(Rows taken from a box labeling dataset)

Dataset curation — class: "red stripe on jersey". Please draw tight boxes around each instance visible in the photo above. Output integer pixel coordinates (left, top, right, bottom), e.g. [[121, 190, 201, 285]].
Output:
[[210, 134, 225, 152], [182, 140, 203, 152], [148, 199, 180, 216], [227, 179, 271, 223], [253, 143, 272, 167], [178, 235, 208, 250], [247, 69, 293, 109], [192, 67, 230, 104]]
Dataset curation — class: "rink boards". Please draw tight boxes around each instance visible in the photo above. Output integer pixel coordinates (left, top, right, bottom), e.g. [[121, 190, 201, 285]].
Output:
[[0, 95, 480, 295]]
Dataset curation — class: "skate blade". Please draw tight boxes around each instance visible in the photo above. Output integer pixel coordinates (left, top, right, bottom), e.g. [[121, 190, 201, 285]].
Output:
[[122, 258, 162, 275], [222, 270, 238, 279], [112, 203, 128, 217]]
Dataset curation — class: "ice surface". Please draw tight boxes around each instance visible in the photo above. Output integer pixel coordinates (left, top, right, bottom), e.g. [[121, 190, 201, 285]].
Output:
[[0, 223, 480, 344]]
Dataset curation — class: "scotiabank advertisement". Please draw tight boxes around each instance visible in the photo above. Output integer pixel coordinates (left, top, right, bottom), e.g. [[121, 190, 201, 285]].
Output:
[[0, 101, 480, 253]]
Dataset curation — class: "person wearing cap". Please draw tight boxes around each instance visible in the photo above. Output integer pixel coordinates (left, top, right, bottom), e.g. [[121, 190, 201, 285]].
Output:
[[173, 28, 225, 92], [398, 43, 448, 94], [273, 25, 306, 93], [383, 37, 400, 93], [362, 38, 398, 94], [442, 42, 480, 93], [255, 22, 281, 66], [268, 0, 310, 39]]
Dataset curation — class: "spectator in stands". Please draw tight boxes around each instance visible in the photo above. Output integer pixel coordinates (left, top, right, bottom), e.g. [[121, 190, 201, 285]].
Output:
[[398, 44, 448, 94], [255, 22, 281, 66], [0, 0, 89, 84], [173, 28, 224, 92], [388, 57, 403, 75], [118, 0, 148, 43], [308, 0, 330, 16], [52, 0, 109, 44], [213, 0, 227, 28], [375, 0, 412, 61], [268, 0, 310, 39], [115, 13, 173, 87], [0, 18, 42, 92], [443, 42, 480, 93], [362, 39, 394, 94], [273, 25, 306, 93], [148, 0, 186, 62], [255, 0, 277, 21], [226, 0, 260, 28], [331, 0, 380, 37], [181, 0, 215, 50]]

## AIM
Retype all of the data above, line for line, without changing any character.

## IN RESPONSE
Dataset curation — class: "red stripe on jersey". Please draw tight boxes around each instance visible in the photo above. Output integer pixel coordinates (left, top, right, bottom), e.g. [[121, 190, 201, 285]].
Output:
[[210, 134, 225, 152], [182, 140, 203, 152], [148, 199, 180, 216], [227, 179, 271, 223], [253, 143, 272, 167], [178, 235, 208, 250], [247, 69, 293, 109], [192, 67, 230, 104]]
Dataset curation — class: "rink boards". Please draw tight boxes around each instance visible in the photo above. Output integer pixel coordinates (left, top, right, bottom), e.g. [[121, 190, 201, 285]].
Output:
[[0, 95, 480, 295]]
Dataset curation — class: "skate blade". Please draw tight boxes around each instance visible in the photo above. Output integer pixel coordinates (left, top, right, bottom), e.g. [[121, 190, 201, 285]].
Output:
[[122, 258, 162, 275], [222, 270, 238, 279], [112, 203, 128, 217]]
Dataset curation — class: "ice surface". Please draw tight boxes around each instance visible in the photo above. Output integer pixel coordinates (left, top, right, bottom), e.g. [[121, 190, 201, 285]].
Output:
[[0, 223, 480, 344]]
Dataset curation — class: "scotiabank advertisement". Please draw tight boxes around each instance visible in the photo above. Output integer pixel coordinates (left, top, right, bottom), e.g. [[121, 190, 201, 285]].
Output:
[[0, 101, 480, 253]]
Dataset curation — class: "person wearing cap". Please draw tight boxes around each instance visible in the photo above. Output integer pixel coordinates (left, top, right, bottom), e.g. [[121, 190, 201, 285]].
Output:
[[173, 28, 225, 92], [398, 43, 448, 94], [273, 25, 306, 93], [383, 37, 400, 93], [362, 38, 398, 94], [442, 42, 480, 93], [255, 22, 281, 66], [268, 0, 310, 39]]
Dataset curation — class: "spectator in stands". Please draw tight boxes around each instance visible in the photo above. Output integer pixel coordinates (left, top, right, bottom), e.g. [[121, 190, 201, 285]].
Output:
[[398, 44, 448, 94], [255, 22, 281, 66], [0, 0, 89, 84], [173, 28, 224, 92], [388, 57, 403, 75], [118, 0, 148, 43], [308, 0, 330, 16], [52, 0, 109, 44], [213, 0, 227, 28], [375, 0, 412, 61], [268, 0, 310, 39], [115, 13, 173, 87], [0, 18, 42, 92], [443, 42, 480, 93], [362, 39, 394, 94], [273, 25, 306, 93], [148, 0, 186, 62], [255, 0, 277, 21], [226, 0, 260, 28], [331, 0, 380, 37], [181, 0, 215, 50]]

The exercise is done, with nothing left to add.